Population growth, though has not been accompanied by wage growth. That makes it more difficult for would-be renters to meet a standard requirement that their monthly income be three times the cost of leasing a space. (So for example, a single person renting out a $700 one-bedroom apartment would need to make $2,100 monthly.) That’s an impossible feat for many low-income people, many of whom haven’t seen their paychecks grow substantially in years or are living on a fixed income.
While apartment rents shot up by 28 percent from fall 2015 to fall 2016, median household income rose just 0.2 percent from in the same year, according to the state Employment Security Department. That means a household with the median annual income of $50,637 saw their earnings rise by just about $100 over the year.
In November, The Wolff-Hayden family income dropped temporarily to $950 monthly because Hayden, a caregiver, lost a client and work hours. She also missed work to have arm surgery.
“We were just running into a wall. It’s winter. People aren’t moving,” and there weren’t many listings posted, she said. So Hayden, Wolff, their son and three other dogs moved into their 24-foot motorhome and parked on her sister’s property in Toutle, where they remain. Hayden’s daughter and one of the dogs are staying with friends.
The motorhome is cramped. There’s a small pullout sofa bed and another cab bedo. To go to the bathroom, they have to put on a coat and shoes and walk to her sister’s house.

★ ★ ★ ★ ★

• **ACTIONS TO TAKE**:
1. In the housing passage, by what percentage did apartment rents rise from fall 2015 to fall 2016?
2. Carry on the housing passage about rising rents and the Wolff-Hayden family from the point where it stops.
The items after the housing passage are separate material and have no connection to it.

★ ★ ★ ★ ★

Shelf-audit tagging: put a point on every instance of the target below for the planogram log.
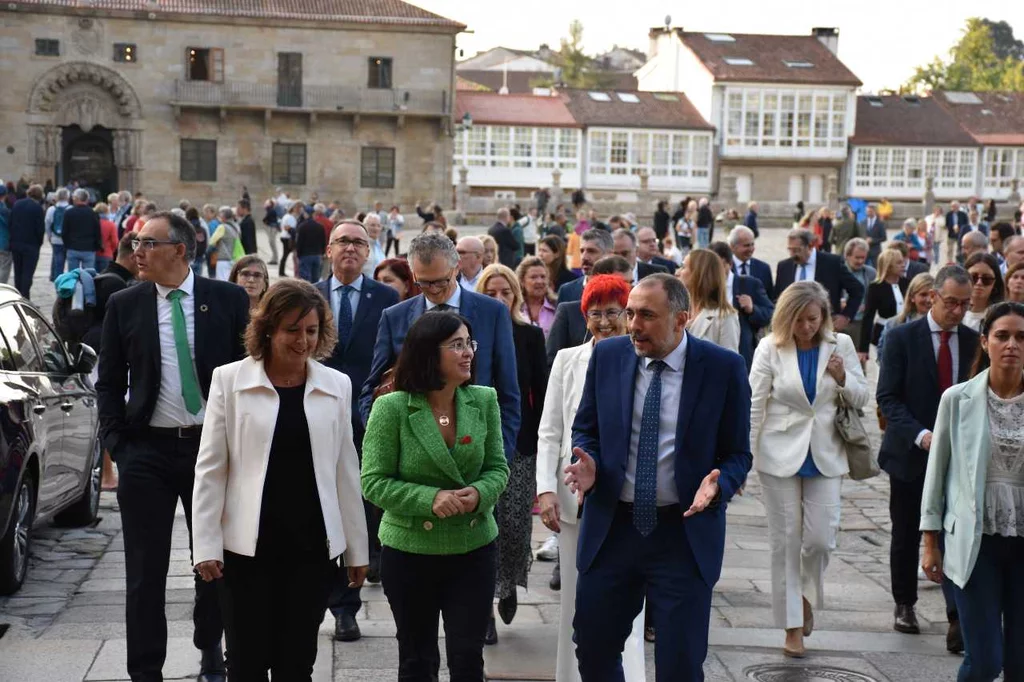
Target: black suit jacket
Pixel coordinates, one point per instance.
(129, 358)
(567, 329)
(354, 359)
(830, 273)
(908, 393)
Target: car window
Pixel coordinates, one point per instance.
(53, 356)
(19, 352)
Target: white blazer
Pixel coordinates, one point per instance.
(783, 424)
(554, 445)
(235, 452)
(717, 327)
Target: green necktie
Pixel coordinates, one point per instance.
(189, 384)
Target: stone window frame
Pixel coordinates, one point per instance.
(285, 154)
(205, 153)
(371, 175)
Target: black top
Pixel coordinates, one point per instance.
(291, 520)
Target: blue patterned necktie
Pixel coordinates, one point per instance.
(345, 316)
(645, 480)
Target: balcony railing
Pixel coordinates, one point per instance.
(311, 97)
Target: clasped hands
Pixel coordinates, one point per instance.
(582, 474)
(453, 503)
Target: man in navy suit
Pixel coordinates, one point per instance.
(743, 262)
(825, 268)
(594, 245)
(357, 303)
(662, 442)
(920, 360)
(749, 297)
(435, 262)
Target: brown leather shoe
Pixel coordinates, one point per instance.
(906, 620)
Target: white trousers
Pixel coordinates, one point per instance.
(803, 520)
(566, 669)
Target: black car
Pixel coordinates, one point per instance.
(50, 459)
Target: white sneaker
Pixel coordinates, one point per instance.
(549, 550)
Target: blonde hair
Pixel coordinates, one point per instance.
(499, 270)
(795, 298)
(886, 260)
(708, 282)
(921, 283)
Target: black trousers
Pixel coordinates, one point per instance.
(904, 552)
(272, 609)
(420, 588)
(154, 473)
(344, 599)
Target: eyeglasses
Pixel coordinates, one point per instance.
(434, 284)
(343, 242)
(460, 346)
(610, 314)
(150, 245)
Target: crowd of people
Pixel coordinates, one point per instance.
(395, 419)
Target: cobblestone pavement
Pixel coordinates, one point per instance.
(67, 624)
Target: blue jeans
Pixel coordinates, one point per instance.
(991, 612)
(309, 268)
(78, 259)
(57, 261)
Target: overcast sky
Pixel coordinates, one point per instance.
(880, 40)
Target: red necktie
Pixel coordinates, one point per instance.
(945, 361)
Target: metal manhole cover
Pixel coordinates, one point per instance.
(782, 673)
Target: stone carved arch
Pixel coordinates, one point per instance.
(60, 86)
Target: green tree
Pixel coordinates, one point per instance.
(986, 57)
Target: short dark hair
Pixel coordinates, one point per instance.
(418, 368)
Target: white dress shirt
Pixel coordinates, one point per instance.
(170, 409)
(353, 296)
(672, 393)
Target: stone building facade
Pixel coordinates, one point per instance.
(196, 98)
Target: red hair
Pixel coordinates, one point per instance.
(604, 289)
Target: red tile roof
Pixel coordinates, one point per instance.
(513, 110)
(769, 54)
(909, 121)
(360, 11)
(995, 118)
(653, 110)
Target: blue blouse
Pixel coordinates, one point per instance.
(808, 361)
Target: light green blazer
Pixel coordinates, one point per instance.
(406, 462)
(954, 482)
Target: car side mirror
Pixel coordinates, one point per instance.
(83, 359)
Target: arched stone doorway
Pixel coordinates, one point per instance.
(85, 124)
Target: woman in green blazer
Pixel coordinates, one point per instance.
(433, 461)
(974, 495)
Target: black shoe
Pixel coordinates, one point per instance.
(346, 629)
(211, 666)
(954, 638)
(491, 636)
(507, 607)
(906, 620)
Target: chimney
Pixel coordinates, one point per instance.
(828, 37)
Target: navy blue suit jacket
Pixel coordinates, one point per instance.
(760, 316)
(908, 393)
(354, 359)
(495, 354)
(713, 432)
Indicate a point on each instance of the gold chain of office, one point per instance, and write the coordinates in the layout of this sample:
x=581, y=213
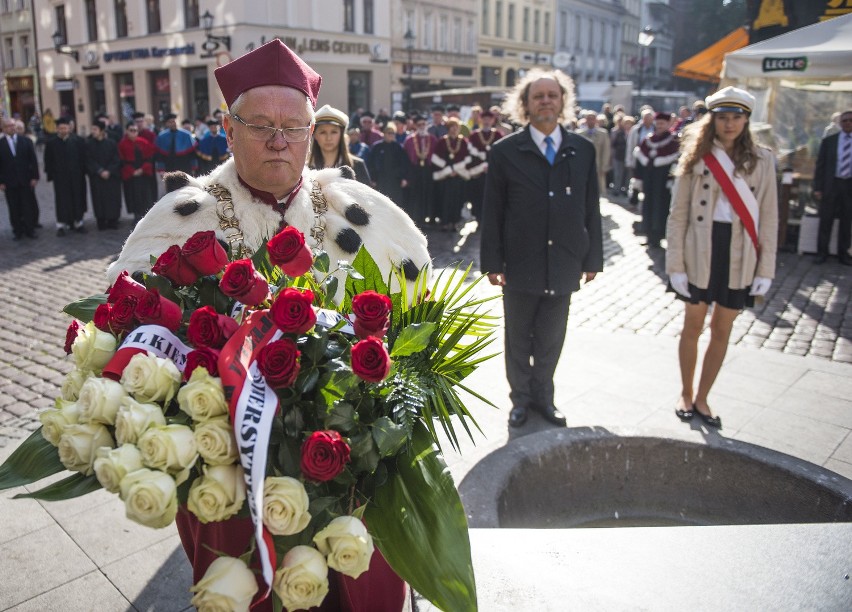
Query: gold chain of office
x=230, y=224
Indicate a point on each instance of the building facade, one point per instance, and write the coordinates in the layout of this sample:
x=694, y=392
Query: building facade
x=514, y=36
x=158, y=56
x=17, y=60
x=589, y=34
x=434, y=47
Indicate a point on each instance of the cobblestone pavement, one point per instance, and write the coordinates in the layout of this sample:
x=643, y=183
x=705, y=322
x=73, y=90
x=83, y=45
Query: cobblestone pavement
x=807, y=311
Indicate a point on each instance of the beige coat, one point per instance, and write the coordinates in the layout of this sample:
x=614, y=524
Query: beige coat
x=690, y=223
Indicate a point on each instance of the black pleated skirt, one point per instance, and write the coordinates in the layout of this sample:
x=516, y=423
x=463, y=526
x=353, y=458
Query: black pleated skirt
x=717, y=290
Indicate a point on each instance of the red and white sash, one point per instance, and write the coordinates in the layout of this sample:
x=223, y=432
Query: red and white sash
x=252, y=404
x=736, y=190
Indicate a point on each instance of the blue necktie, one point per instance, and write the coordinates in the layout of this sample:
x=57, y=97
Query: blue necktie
x=549, y=151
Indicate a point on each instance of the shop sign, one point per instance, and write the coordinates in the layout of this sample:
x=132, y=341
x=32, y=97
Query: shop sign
x=320, y=45
x=148, y=52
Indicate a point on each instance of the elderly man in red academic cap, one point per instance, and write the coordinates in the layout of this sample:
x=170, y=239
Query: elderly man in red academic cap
x=271, y=95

★ ★ ★ ★ ★

• **RESULTS FOR THE EXERCISE**:
1. 28 percent.

2.
“We have children who are in their 20s that were able to come home to mom and dad when they needed it,” Hayden said. And now that doesn’t exist, she said.
Even if the family finds an apartment that is affordable, they could be set back by the upfront costs.
Security deposits, application fees and pet deposits can easily add up to $2,000 on a one-bedroom apartment or $3,000 to $4,000 on a three-bedroom house, property managers say. For tenants struggling with $200 and $300 rent increases, that’s a hefty chunk of change.
“Many of these people unfortunately, they don’t have the money to move. So they’re going to accept these rent increases,” Pyle said.
There are subsidized housing options in the area, but the supply is limited and the waiting lists are long.
Melissa Taylor, a CAP official, said there are more people who qualify for subsidized housing than places for them to rent.
“For 100 households that are at the very bottom of the income bracket in Cowlitz County, there’s 27 housing units available to them,” Taylor said. So only about one out of four families that qualify for subsidized housing can actually find a place.
Longview Housing Authority Executive Director Chris Pegg said there are about 120 families that have been approved for subsidized housing that are struggling to find a place. Housing vouchers are good for 60 days, but Pegg says that has not been enough time in the current market.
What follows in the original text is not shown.